-------- Records for this exercise --------

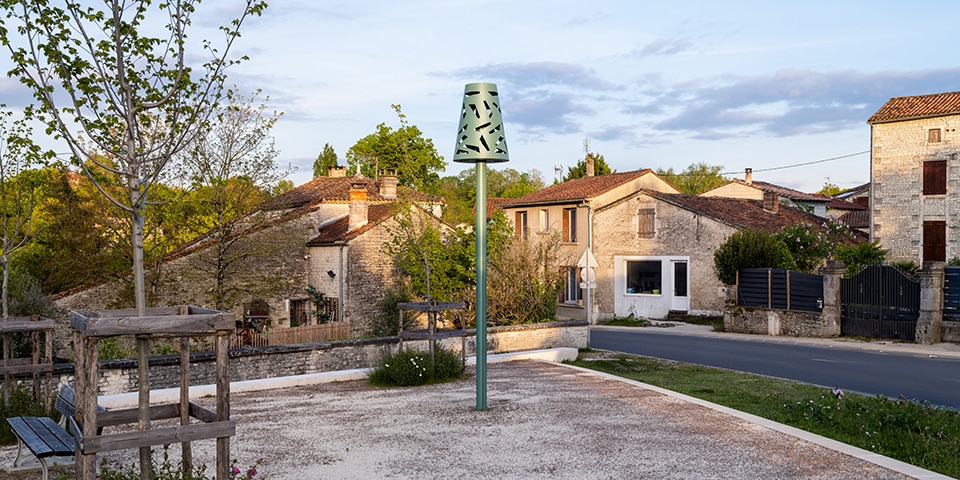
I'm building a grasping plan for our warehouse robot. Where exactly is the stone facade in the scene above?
[870,99,960,264]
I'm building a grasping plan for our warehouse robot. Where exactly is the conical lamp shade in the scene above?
[453,83,510,163]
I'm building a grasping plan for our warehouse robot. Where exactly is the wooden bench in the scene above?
[7,385,106,480]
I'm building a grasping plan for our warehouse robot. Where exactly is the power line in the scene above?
[720,150,870,175]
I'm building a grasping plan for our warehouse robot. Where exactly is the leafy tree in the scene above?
[774,220,851,273]
[0,0,266,314]
[0,111,53,320]
[713,230,795,285]
[657,162,729,195]
[182,91,286,310]
[313,143,338,178]
[435,167,544,225]
[0,0,266,478]
[347,105,446,192]
[817,180,843,197]
[563,153,616,182]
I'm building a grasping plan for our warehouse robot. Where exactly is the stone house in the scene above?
[701,168,832,217]
[867,92,960,264]
[57,171,443,336]
[501,170,848,319]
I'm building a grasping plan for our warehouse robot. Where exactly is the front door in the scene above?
[670,260,690,312]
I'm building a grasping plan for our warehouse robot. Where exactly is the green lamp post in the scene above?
[453,83,510,410]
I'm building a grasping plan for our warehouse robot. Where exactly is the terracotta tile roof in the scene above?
[827,198,867,210]
[307,204,394,247]
[261,176,444,210]
[711,178,831,203]
[867,92,960,123]
[501,168,656,207]
[643,189,862,236]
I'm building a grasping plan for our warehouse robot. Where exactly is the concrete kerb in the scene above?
[562,364,952,480]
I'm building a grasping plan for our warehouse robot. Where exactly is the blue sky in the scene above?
[0,0,960,191]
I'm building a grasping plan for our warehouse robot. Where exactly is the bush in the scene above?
[370,345,464,387]
[713,230,795,285]
[836,242,887,277]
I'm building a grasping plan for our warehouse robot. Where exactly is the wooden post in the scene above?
[180,337,193,475]
[73,332,100,480]
[217,332,230,480]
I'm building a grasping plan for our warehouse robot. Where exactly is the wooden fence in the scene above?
[737,268,823,312]
[232,322,350,348]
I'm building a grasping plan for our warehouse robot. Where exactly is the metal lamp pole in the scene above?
[453,83,510,410]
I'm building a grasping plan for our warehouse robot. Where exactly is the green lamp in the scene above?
[453,83,510,410]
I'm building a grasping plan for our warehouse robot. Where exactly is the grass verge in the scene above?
[569,351,960,478]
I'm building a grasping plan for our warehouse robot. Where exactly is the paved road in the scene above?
[591,327,960,409]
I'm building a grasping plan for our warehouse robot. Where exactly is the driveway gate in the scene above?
[840,265,920,342]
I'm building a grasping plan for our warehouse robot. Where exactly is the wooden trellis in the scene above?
[70,306,236,480]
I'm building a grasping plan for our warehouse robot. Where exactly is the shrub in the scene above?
[713,230,795,285]
[370,345,464,387]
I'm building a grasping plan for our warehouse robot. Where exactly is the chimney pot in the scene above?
[763,191,780,213]
[347,182,369,231]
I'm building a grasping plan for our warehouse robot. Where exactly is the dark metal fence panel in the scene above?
[840,265,920,341]
[737,268,823,312]
[943,267,960,321]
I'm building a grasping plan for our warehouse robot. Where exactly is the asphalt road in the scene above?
[590,327,960,410]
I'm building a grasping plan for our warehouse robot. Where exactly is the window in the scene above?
[563,208,577,243]
[637,207,657,238]
[923,221,947,262]
[560,267,583,303]
[514,212,527,238]
[923,160,947,195]
[627,260,663,295]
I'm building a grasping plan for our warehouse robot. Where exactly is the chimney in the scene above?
[763,191,780,213]
[378,170,400,199]
[347,181,367,232]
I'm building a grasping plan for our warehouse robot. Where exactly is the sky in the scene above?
[0,0,960,191]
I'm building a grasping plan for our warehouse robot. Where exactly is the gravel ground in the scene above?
[0,361,924,480]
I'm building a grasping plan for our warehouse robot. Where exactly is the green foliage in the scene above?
[371,281,417,337]
[713,230,795,285]
[432,166,544,225]
[817,180,843,197]
[563,153,616,182]
[313,143,338,178]
[0,387,51,445]
[90,444,263,480]
[657,162,729,195]
[307,285,338,324]
[347,105,447,192]
[370,344,464,387]
[834,242,887,277]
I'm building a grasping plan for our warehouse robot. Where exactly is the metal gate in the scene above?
[840,265,920,342]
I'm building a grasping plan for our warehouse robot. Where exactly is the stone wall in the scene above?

--------

_Objective_
Please copy out the stretch from the line that contains "line in the scene above?" through the line that contains "[720,150,870,175]", both included, reproducing every character unchanged.

_Worked solution_
I'm building a grasping plan for our warehouse robot. Where exactly is the power line in the scene above?
[720,150,870,175]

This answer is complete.